* **Tâche donnée**
Parmi les lignes qui suivent, ne gardez que celles où figure le mot « each », et recopiez-les.

* **Liste des lignes**
____________

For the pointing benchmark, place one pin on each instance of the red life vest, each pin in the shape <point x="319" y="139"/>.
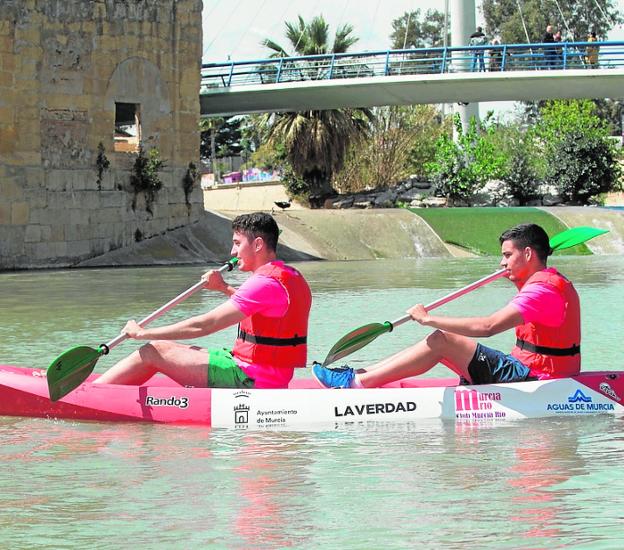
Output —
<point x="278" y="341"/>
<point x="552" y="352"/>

____________

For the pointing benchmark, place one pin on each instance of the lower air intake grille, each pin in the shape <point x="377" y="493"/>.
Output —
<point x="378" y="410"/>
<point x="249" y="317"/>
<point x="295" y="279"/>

____________

* **Réponse**
For the pointing benchmark, place one pin on each instance of the red life vest, each pin in the shape <point x="319" y="139"/>.
For the pointing benchmark, place one pin on each instance of the lower air intake grille, each pin in the shape <point x="377" y="493"/>.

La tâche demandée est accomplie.